→ **Objectives**
a: In the forum post about storing several values under one Python dictionary key, why did the poster rewrite the first version of the code to use setdefault?
b: Write out the stretch of the forum post on multiple values per Python dictionary key from "I have a list" through "as the values.".
c: Please extend the forum post about storing several values under one Python dictionary key from where it stops.
** start Selected text **
Multiple values to one key in python - python

So my main goal is simple, I want multiple values to be returned when using a single key. However I'm getting errors and confusing behavior. I am new to Python, so I fully expect there to be a simple reason for this issue.
I have a list of objects, list which only contains the index of the object. i.e.
1
2
3
4
etc..
and a file containing the groups that each of the objects belong to, listed in the same order. The file is a single value for n lines (n being the length of the list of objects as well.) i.e. the file looks like this:
2
5
2
4
etc..
meaning the first object belongs in group 2, the second object in group 5, the third in group 2 and fourth in group 4. This file will change depending on my input files. I have attempted the two following suggestions (that I could find).
EDIT: my end goal: to have a dictionary with group numbers as the keys and the objects in the groups as the values.
I looked to this StackOverflow question first for help since it is so similar, and ended up with this code:
def createdDict(list, file):
f = open(file, 'r')
d={}
i=0
for line in f:
groupIndex = int(line)
if groupIndex in d:
d[groupIndex].append(list[i])
else:
d[groupIndex] = list[i]
i +=1
print d
f.close()
And this error:
AttributeError: 'Element' object has no attribute 'append'
d[groupIndex] is just a dictionary and its key and groupIndex should also just be an integer.. not an object from a class I created earlier in the script. (Why is this error showing up?)
I then revised my code after coming upon this other question to be like the following, since I thought this was an alternative way to accomplish my task. My code then looked like this:
def createdDict(list, file):
f = open(file, 'r')
d={}
i=0
for line in f:
groupIndex = int(line)
if groupIndex in d:
d.setdefault('groupIndex', []).append(list[i])
else:
d[groupIndex] = list[i]
i +=1
print d
f.close()
This code snippet doesn't end in an error or what I want, but rather (what I believe) are the last objects in the groups... so print d gives me the key and the last object placed in the group (instead of the desired: ALL of the objects in that group) and then terminal randomly spits out groupIndex followed by all of the objects in list.
** end Selected text **
** start Dataset section **
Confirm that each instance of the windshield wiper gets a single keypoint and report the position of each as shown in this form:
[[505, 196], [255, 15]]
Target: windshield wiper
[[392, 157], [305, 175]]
** end Dataset section **
→ **Answer set**
a: After the first version raised an AttributeError, the poster found another question on the topic. They thought its setdefault approach was another way to build a dictionary with group numbers as keys and each group's objects as values, so they revised the code to use it.

b:
I have a list of objects, list which only contains the index of the object. i.e.
1
2
3
4
etc..
and a file containing the groups that each of the objects belong to, listed in the same order. The file is a single value for n lines (n being the length of the list of objects as well.) i.e. the file looks like this:
2
5
2
4
etc..
meaning the first object belongs in group 2, the second object in group 5, the third in group 2 and fourth in group 4. This file will change depending on my input files. I have attempted the two following suggestions (that I could find).
EDIT: my end goal: to have a dictionary with group numbers as the keys and the objects in the groups as the values.

c:
My question: what exactly am I missing here? People upvoted the answers to the questions I linked, so they are most likely correct and I am likely implementing them incorrectly. I don't need a correction to both procedures, but the most efficient answer to my problem of getting multiple values attached to one key. What would be the most pythonic way to accomplish this task?
EDIT 2: if this helps at all, here is the class that the first method is referencing the error too. I have no idea how it defined any part of this code as a part of this class. I haven't really developed it yet, but I'm all for an answer, so if this helps in locating the error:
class Element(object):
def __init__(self, globalIndex):
self.globalIndex = globalIndex
def GetGlobalIndex (self):
return self.globalIndex
globalIndex is a separate index of objects (Elements). with my current problem, I am taking a list of these Elements (this is the list mentioned earlier) and grouping them into smaller groups based upon my file (also mentioned earlier). Why I thought it shouldn't matter, the list is essentially a counting up of integers... How would it mess with my code?

The base of your problem is in this line:
d[groupIndex] = list[i]
In other words, when a key is not in the dictionary, you add a single value (Element object) under that key. The next time you see that key, you try to append to that single value. But you can't append to single values. You need a container type, such as a list, to append. Python doesn't magically turn your Element object into a list!
The solution is simple. If you want your dictionary's values to be lists, then do that. When you add the first item, append a one-element list:
d[groupIndex] = [list[i]]
Alternatively, you can take a one-item slice of the original list. This will be a list already.
d[groupIndex] = list[i:i+1]
Now the dictionary's values are always lists, and you can append the second and subsequent values to them without error.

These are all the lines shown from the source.